● WHAT YOU HAVE TO DO: Only the lines from the one containing "Pin each instance of the race" through the last line of the entries are wanted. Transcribe them exactly.

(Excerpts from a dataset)
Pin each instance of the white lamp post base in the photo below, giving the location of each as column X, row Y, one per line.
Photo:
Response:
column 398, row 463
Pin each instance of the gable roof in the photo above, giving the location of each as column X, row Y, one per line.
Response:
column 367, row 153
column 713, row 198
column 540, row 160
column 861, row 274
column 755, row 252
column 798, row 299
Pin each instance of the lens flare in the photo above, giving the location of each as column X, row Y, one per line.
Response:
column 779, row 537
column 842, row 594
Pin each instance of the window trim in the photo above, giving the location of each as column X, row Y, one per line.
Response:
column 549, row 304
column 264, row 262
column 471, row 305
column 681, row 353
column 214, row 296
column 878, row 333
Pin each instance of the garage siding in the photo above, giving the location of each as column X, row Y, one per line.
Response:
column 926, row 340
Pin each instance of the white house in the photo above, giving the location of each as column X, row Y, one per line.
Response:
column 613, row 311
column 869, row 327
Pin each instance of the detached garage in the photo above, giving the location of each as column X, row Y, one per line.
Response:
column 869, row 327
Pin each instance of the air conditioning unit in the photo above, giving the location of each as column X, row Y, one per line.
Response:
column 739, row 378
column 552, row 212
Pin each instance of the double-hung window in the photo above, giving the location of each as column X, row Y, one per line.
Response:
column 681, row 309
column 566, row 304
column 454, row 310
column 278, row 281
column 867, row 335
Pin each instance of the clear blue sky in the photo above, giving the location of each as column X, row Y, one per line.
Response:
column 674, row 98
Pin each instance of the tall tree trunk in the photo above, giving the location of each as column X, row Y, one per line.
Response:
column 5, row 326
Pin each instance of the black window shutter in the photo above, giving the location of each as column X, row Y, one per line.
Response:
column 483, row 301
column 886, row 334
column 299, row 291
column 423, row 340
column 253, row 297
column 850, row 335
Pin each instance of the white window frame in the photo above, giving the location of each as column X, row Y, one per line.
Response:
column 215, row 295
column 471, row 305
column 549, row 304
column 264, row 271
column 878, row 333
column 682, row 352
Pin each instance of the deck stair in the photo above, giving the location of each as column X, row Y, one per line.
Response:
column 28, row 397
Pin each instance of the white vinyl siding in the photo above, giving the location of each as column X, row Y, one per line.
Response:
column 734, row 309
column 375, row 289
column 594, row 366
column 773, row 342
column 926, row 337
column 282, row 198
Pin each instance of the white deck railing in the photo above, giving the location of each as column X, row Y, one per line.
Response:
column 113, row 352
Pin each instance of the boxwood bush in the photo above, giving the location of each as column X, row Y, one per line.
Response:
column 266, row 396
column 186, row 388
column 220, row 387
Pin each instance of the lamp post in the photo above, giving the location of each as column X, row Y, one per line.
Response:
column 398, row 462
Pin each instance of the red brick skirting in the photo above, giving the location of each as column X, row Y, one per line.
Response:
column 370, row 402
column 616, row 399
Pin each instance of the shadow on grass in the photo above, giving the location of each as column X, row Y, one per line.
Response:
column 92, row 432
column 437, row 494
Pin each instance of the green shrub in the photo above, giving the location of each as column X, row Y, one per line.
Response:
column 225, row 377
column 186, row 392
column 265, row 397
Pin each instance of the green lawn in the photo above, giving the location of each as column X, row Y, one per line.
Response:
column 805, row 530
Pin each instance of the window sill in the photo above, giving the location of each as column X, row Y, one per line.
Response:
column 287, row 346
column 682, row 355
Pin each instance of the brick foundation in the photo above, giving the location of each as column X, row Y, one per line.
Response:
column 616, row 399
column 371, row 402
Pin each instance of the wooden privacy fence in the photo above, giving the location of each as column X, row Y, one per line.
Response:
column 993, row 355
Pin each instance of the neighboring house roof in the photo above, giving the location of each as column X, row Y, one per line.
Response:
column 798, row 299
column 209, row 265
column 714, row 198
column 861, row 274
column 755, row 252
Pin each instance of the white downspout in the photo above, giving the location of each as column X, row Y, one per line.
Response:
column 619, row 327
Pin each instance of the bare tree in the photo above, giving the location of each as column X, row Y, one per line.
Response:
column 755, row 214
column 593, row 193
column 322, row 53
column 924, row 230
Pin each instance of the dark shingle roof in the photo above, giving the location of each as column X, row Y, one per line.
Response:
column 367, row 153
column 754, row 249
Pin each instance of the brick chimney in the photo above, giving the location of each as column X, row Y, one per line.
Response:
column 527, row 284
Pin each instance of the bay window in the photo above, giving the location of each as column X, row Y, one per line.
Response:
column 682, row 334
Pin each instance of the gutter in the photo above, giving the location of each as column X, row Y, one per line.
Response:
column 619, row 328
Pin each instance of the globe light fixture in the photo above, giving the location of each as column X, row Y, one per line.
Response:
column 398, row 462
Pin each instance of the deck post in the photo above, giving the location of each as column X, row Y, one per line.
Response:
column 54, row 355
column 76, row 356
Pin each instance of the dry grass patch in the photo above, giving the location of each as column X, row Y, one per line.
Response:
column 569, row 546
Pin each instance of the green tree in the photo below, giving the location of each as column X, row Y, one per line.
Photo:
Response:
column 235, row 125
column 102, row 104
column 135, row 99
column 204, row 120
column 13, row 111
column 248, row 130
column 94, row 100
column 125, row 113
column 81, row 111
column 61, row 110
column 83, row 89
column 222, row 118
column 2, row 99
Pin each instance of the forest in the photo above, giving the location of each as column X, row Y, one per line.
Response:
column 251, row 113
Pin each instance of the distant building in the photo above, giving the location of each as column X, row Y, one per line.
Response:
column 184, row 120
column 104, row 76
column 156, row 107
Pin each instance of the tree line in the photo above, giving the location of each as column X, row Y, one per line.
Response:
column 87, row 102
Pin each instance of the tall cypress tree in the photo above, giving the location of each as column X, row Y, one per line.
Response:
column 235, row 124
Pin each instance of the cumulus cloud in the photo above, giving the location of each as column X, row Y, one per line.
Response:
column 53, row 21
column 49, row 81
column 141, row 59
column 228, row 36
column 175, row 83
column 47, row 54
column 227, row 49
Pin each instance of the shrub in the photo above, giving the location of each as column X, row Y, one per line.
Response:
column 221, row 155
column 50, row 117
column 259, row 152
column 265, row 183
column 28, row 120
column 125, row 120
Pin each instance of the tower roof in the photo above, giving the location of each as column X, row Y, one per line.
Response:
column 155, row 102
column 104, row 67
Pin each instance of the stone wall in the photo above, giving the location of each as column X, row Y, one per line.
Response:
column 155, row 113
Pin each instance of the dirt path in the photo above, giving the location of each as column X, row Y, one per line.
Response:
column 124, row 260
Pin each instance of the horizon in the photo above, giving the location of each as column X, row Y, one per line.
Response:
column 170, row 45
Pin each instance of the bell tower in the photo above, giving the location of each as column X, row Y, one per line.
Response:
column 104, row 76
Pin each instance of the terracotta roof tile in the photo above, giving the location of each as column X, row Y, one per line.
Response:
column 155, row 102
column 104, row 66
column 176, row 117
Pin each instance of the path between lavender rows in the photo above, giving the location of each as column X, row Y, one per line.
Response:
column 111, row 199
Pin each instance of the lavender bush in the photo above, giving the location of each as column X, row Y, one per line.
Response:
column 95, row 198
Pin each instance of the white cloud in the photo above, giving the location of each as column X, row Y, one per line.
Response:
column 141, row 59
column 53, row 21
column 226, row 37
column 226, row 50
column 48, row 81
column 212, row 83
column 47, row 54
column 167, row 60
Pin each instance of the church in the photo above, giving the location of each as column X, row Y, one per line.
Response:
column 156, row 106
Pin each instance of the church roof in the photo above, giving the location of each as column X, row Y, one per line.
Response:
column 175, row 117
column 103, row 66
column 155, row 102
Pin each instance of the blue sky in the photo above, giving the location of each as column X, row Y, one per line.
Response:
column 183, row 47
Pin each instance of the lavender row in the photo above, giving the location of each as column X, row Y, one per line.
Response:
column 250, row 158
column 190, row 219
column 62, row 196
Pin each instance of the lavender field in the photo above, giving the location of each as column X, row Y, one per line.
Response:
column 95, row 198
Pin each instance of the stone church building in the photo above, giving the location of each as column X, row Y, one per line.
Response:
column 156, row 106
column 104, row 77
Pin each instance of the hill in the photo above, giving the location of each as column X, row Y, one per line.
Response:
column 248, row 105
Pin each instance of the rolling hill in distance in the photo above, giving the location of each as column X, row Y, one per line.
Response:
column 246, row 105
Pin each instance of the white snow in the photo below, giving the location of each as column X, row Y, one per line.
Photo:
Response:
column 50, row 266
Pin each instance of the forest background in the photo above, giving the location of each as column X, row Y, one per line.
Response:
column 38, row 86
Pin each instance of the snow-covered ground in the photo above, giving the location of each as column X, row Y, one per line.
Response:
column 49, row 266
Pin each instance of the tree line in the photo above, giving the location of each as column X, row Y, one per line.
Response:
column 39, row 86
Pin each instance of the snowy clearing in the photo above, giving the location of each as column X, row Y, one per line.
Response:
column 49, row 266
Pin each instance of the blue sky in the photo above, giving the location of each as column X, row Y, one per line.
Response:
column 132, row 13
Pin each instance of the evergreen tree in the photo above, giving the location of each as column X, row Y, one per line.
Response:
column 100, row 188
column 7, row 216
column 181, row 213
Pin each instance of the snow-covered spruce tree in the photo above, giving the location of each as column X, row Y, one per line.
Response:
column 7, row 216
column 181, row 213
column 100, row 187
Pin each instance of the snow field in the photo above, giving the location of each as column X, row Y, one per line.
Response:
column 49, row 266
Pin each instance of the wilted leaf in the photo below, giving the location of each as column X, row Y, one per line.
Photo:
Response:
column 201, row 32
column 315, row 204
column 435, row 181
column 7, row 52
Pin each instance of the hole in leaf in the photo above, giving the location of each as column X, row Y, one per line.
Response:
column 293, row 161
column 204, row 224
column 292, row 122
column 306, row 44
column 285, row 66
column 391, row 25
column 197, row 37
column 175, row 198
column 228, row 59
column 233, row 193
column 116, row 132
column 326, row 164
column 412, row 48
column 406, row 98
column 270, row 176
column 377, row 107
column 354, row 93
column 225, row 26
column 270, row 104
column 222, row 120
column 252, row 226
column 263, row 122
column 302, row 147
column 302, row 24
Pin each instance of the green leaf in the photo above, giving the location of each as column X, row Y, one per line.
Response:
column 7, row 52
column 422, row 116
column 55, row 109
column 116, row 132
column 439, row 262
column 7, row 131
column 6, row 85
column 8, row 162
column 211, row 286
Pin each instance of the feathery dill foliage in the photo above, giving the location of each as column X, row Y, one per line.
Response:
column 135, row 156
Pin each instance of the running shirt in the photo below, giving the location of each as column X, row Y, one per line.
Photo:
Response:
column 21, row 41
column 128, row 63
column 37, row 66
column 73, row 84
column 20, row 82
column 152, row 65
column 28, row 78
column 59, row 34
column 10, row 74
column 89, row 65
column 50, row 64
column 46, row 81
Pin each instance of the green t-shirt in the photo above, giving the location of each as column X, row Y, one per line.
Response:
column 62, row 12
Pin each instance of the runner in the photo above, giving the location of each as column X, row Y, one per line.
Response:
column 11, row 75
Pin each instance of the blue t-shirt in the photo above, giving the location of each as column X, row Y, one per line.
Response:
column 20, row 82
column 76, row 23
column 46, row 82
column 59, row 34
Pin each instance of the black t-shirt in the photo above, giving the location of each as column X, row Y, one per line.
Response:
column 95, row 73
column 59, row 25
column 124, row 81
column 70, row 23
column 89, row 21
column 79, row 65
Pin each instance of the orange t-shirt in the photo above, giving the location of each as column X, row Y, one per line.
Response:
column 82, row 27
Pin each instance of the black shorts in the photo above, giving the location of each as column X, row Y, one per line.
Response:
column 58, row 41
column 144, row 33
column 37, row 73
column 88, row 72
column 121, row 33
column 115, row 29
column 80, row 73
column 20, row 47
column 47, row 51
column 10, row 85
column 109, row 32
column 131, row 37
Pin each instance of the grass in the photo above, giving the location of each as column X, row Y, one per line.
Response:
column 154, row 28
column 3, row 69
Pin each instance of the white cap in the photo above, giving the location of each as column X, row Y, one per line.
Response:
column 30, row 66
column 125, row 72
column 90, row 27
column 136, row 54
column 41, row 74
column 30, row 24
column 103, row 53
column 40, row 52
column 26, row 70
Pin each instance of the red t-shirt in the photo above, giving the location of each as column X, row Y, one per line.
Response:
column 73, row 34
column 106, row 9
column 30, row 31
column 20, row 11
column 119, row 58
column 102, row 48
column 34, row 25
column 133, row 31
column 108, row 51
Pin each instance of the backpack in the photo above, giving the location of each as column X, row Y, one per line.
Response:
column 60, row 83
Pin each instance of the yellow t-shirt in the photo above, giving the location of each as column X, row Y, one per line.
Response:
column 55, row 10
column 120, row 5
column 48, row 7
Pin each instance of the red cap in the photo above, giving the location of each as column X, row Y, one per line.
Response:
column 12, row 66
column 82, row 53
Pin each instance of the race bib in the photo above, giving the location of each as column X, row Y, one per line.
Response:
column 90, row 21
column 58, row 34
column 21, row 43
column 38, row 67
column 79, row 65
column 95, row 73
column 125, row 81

● RESULT OF THIS EXERCISE:
Pin each instance of the race bib in the photo above, giving the location of each as column X, row Y, one per line.
Response:
column 90, row 21
column 58, row 34
column 21, row 43
column 38, row 67
column 79, row 65
column 95, row 73
column 125, row 81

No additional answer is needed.